## Work required
Return the material from the line with "trace --target=bamboo pole" to the line with "38L393 35L380 30L378", both included, unchanged.

## Data provided
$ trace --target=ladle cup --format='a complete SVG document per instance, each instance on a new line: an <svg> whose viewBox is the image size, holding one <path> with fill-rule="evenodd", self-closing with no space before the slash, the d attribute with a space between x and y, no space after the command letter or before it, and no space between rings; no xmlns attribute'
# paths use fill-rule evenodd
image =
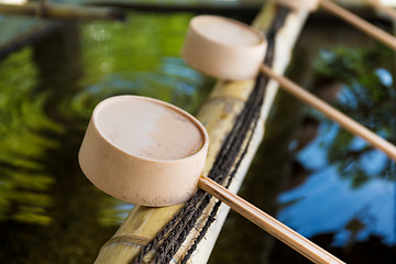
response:
<svg viewBox="0 0 396 264"><path fill-rule="evenodd" d="M190 114L172 105L121 96L94 110L79 152L85 175L119 199L143 206L187 201L197 187L317 263L342 263L258 208L201 176L209 139Z"/></svg>

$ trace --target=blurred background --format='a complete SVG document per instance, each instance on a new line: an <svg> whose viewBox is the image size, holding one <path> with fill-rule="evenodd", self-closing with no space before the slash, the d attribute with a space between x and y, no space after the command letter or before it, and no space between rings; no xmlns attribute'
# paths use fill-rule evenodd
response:
<svg viewBox="0 0 396 264"><path fill-rule="evenodd" d="M350 2L364 19L395 31L362 1ZM262 1L67 3L118 7L127 20L0 12L1 263L95 261L133 205L105 195L79 169L77 153L94 107L128 94L194 114L215 80L180 58L188 21L213 13L251 23ZM395 57L317 12L287 76L396 143ZM382 152L279 91L240 195L348 263L396 263L395 175L395 162ZM209 263L309 262L231 212Z"/></svg>

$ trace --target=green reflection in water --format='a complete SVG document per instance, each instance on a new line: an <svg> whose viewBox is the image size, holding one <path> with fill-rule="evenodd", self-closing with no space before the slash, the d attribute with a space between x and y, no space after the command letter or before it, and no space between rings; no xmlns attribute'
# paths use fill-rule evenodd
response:
<svg viewBox="0 0 396 264"><path fill-rule="evenodd" d="M131 205L80 172L91 111L127 94L194 113L212 81L179 58L190 18L131 13L124 24L67 24L0 63L0 260L94 262Z"/></svg>

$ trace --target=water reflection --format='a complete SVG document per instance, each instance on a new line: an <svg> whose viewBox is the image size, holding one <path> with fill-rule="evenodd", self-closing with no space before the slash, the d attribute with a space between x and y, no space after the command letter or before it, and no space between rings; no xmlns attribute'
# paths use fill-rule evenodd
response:
<svg viewBox="0 0 396 264"><path fill-rule="evenodd" d="M382 46L321 50L315 92L395 143L389 57ZM280 92L241 195L346 263L394 263L395 173L381 151ZM232 212L210 263L224 256L227 263L310 263Z"/></svg>
<svg viewBox="0 0 396 264"><path fill-rule="evenodd" d="M121 94L195 112L211 80L179 58L190 16L67 24L0 63L0 260L92 263L132 205L96 189L79 169L89 117Z"/></svg>

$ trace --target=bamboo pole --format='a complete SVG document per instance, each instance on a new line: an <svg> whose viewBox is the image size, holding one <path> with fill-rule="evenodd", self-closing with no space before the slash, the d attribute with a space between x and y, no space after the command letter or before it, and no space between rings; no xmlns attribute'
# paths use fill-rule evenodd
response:
<svg viewBox="0 0 396 264"><path fill-rule="evenodd" d="M62 20L125 20L125 13L114 8L92 8L31 2L23 6L0 4L0 13Z"/></svg>
<svg viewBox="0 0 396 264"><path fill-rule="evenodd" d="M260 30L267 30L276 15L277 7L272 3L265 3L263 10L257 15L253 23ZM285 25L280 29L275 40L275 61L274 70L277 74L283 74L290 59L293 46L299 35L301 28L305 24L308 12L294 11L287 15ZM210 146L205 167L205 173L208 173L215 162L216 155L226 139L227 134L231 131L237 116L241 112L249 94L254 86L253 80L243 81L218 81L213 91L202 105L197 118L206 127ZM248 154L244 156L240 168L231 183L229 190L237 193L243 182L254 154L261 143L264 134L264 123L268 116L271 106L277 92L278 85L276 81L271 80L265 101L262 109L262 114L254 131L253 139L250 143ZM204 211L202 216L197 222L186 241L183 243L179 251L174 256L173 262L178 263L185 255L186 251L194 243L198 234L198 230L205 224L211 207L215 205L216 199L212 199L208 208ZM141 246L151 241L155 234L179 211L182 206L166 207L166 208L145 208L135 206L116 234L102 246L95 263L108 264L127 264L134 257ZM221 227L229 212L229 207L221 205L216 221L206 234L206 239L198 244L198 249L193 254L189 263L206 263L209 258L210 252L216 243Z"/></svg>
<svg viewBox="0 0 396 264"><path fill-rule="evenodd" d="M344 264L344 262L331 255L320 246L314 244L308 239L289 229L255 206L243 200L241 197L231 194L228 189L220 186L212 179L208 177L201 177L199 179L198 186L199 188L220 199L222 202L231 207L231 209L251 222L255 223L288 246L293 248L295 251L306 256L308 260L320 264Z"/></svg>
<svg viewBox="0 0 396 264"><path fill-rule="evenodd" d="M396 38L393 35L380 30L378 28L349 12L348 10L337 6L330 0L320 0L320 6L330 13L338 15L342 20L351 23L352 25L362 30L364 33L377 38L378 41L383 42L384 44L396 51Z"/></svg>
<svg viewBox="0 0 396 264"><path fill-rule="evenodd" d="M392 143L387 142L380 135L375 134L371 130L366 129L362 124L358 123L353 119L349 118L346 114L340 112L336 108L331 107L323 100L320 100L318 97L314 96L312 94L306 91L298 85L294 84L289 79L282 77L277 74L275 74L273 70L271 70L266 66L262 66L262 72L270 76L271 78L275 79L279 82L280 87L292 95L299 98L301 101L315 107L320 112L322 112L324 116L329 117L330 119L338 122L342 128L350 131L353 134L356 134L364 140L366 140L371 145L374 147L380 148L385 154L387 154L391 158L396 161L396 146Z"/></svg>
<svg viewBox="0 0 396 264"><path fill-rule="evenodd" d="M378 0L366 0L371 6L386 13L391 19L396 20L396 10L382 4Z"/></svg>

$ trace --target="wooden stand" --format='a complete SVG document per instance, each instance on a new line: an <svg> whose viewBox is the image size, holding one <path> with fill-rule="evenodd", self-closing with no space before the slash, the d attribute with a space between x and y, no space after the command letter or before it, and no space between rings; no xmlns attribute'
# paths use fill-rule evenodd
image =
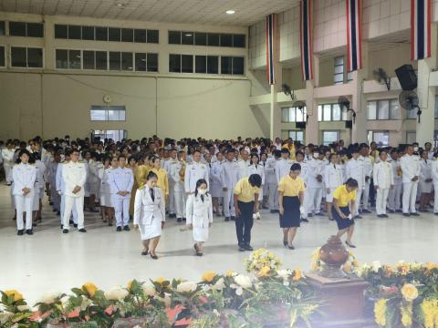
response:
<svg viewBox="0 0 438 328"><path fill-rule="evenodd" d="M375 327L372 321L363 316L363 291L369 283L363 279L324 278L315 273L306 274L308 284L316 291L322 302L322 314L312 322L314 327Z"/></svg>

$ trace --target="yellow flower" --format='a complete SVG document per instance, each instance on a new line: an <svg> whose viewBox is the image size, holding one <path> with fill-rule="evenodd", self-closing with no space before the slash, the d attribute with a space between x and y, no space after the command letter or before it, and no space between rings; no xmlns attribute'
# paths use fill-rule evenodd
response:
<svg viewBox="0 0 438 328"><path fill-rule="evenodd" d="M203 275L203 282L212 282L213 279L216 276L214 272L206 272Z"/></svg>
<svg viewBox="0 0 438 328"><path fill-rule="evenodd" d="M98 286L96 286L93 282L85 282L82 285L82 290L87 292L90 297L93 297L98 290Z"/></svg>
<svg viewBox="0 0 438 328"><path fill-rule="evenodd" d="M405 283L403 287L402 287L402 295L407 302L412 302L418 297L418 290L412 283Z"/></svg>
<svg viewBox="0 0 438 328"><path fill-rule="evenodd" d="M302 277L303 277L303 272L300 269L295 269L294 276L292 277L292 280L294 282L299 282Z"/></svg>
<svg viewBox="0 0 438 328"><path fill-rule="evenodd" d="M264 267L258 272L257 276L258 276L259 278L268 277L270 271L271 271L271 268L269 268L268 266L264 266Z"/></svg>
<svg viewBox="0 0 438 328"><path fill-rule="evenodd" d="M7 297L14 295L14 302L18 302L23 300L23 295L16 290L6 291L5 292L5 293L6 294Z"/></svg>
<svg viewBox="0 0 438 328"><path fill-rule="evenodd" d="M388 301L385 299L379 300L374 304L374 319L376 323L381 327L386 325L386 302Z"/></svg>

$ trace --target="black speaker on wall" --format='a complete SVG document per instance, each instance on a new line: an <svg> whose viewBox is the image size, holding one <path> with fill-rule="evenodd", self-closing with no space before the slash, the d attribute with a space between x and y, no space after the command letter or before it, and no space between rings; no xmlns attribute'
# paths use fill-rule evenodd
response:
<svg viewBox="0 0 438 328"><path fill-rule="evenodd" d="M395 70L400 86L403 91L411 91L417 87L417 75L412 65L403 65Z"/></svg>

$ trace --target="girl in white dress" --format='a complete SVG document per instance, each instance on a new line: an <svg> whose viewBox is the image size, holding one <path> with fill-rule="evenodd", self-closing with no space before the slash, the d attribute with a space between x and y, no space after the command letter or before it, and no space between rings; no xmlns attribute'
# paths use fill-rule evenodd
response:
<svg viewBox="0 0 438 328"><path fill-rule="evenodd" d="M196 189L188 197L185 210L186 224L193 231L196 255L203 256L203 243L208 240L208 229L213 223L212 197L207 192L207 181L203 179L196 181Z"/></svg>
<svg viewBox="0 0 438 328"><path fill-rule="evenodd" d="M150 171L146 183L137 190L134 201L134 229L140 229L143 251L153 260L158 260L155 250L164 227L166 206L162 190L157 187L158 176Z"/></svg>

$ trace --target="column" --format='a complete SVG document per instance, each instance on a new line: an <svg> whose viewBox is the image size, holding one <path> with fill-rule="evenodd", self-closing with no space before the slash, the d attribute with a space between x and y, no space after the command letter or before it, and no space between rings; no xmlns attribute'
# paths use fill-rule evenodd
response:
<svg viewBox="0 0 438 328"><path fill-rule="evenodd" d="M437 26L434 24L432 25L431 41L431 57L418 61L417 94L422 116L420 122L417 119L416 140L420 147L427 141L433 144L435 131L435 93L434 87L429 87L429 75L437 67Z"/></svg>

## Response to this exercise
$ trace --target=bamboo pole --format='a complete SVG document per instance, each instance on a new line: an <svg> whose viewBox is the image size, holding one <path> with fill-rule="evenodd", self-closing with no space before the slash, the d attribute with a space between x and y, no space after the command letter or before it, and no space between rings; no xmlns attribute'
# paths use fill-rule evenodd
response:
<svg viewBox="0 0 396 264"><path fill-rule="evenodd" d="M62 20L125 20L125 13L114 8L92 8L31 2L23 6L0 4L0 13Z"/></svg>
<svg viewBox="0 0 396 264"><path fill-rule="evenodd" d="M260 30L267 30L276 15L277 7L272 3L265 3L263 10L257 15L253 23ZM285 25L280 29L275 40L275 61L274 70L277 74L283 74L290 59L293 46L299 35L301 28L305 24L308 12L294 11L287 15ZM210 146L205 167L205 173L208 173L215 162L216 155L226 139L227 134L231 131L237 116L241 112L249 94L254 86L253 80L243 81L218 81L213 91L202 105L197 118L206 127ZM248 154L244 156L240 168L231 183L229 190L237 193L243 182L254 154L261 143L264 134L264 123L268 116L271 106L277 92L278 85L276 81L271 80L265 101L262 109L262 114L254 131L253 139L250 143ZM204 211L202 216L197 222L186 241L183 243L179 251L174 256L173 262L178 263L185 255L186 251L194 243L198 234L198 230L205 224L211 207L215 205L216 199L212 199L208 208ZM141 246L151 241L155 234L179 211L182 206L166 207L166 208L145 208L135 206L116 234L102 246L95 263L108 264L127 264L134 257ZM221 227L229 212L229 207L221 205L216 221L206 234L206 239L198 244L198 249L193 254L189 263L206 263L209 258L210 252L216 243Z"/></svg>
<svg viewBox="0 0 396 264"><path fill-rule="evenodd" d="M344 264L344 262L331 255L320 246L314 244L308 239L289 229L255 206L243 200L241 197L231 194L228 189L220 186L212 179L208 177L201 177L199 179L198 186L199 188L220 199L222 202L231 207L231 209L251 222L255 223L288 246L293 248L295 251L306 256L308 260L320 264Z"/></svg>
<svg viewBox="0 0 396 264"><path fill-rule="evenodd" d="M396 38L393 35L380 30L378 28L349 12L348 10L337 6L330 0L320 0L320 6L330 13L338 15L342 20L351 23L352 25L362 30L364 33L377 38L378 41L383 42L384 44L396 51Z"/></svg>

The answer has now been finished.